* What you are asked to do *
Show each line of the items below that contains the word "garnish", copied in full. Match case exactly.

[Begin Given records]

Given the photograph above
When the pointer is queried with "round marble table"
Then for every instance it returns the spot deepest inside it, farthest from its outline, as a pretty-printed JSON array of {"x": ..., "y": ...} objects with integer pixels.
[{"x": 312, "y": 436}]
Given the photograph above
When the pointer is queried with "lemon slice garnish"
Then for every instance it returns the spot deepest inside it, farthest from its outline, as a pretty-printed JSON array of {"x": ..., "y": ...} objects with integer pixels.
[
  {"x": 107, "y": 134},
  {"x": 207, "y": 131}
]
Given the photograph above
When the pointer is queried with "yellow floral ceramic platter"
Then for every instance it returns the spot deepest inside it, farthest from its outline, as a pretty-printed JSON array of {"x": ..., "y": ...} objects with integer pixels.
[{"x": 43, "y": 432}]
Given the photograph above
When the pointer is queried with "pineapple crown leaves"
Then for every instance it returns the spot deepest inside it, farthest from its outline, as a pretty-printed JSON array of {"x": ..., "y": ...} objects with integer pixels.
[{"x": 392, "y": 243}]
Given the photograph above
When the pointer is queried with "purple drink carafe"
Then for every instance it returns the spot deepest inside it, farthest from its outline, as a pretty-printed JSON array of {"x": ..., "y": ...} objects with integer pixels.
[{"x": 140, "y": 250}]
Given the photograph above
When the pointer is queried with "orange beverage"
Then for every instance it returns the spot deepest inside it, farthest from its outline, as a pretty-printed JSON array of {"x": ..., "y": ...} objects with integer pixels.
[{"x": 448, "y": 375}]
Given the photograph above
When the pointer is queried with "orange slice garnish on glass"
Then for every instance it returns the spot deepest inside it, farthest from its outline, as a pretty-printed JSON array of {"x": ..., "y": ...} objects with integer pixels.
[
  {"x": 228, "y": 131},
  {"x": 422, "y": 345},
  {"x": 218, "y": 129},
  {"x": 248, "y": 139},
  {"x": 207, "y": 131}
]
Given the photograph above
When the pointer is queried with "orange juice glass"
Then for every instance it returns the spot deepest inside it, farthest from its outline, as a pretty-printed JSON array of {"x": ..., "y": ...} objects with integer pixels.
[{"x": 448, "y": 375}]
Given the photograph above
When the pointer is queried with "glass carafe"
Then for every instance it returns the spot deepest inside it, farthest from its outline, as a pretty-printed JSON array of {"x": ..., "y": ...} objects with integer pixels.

[End Given records]

* Written solution *
When the pointer is queried with "lemon slice garnish"
When the pointer is queried with "orange slice garnish on glass"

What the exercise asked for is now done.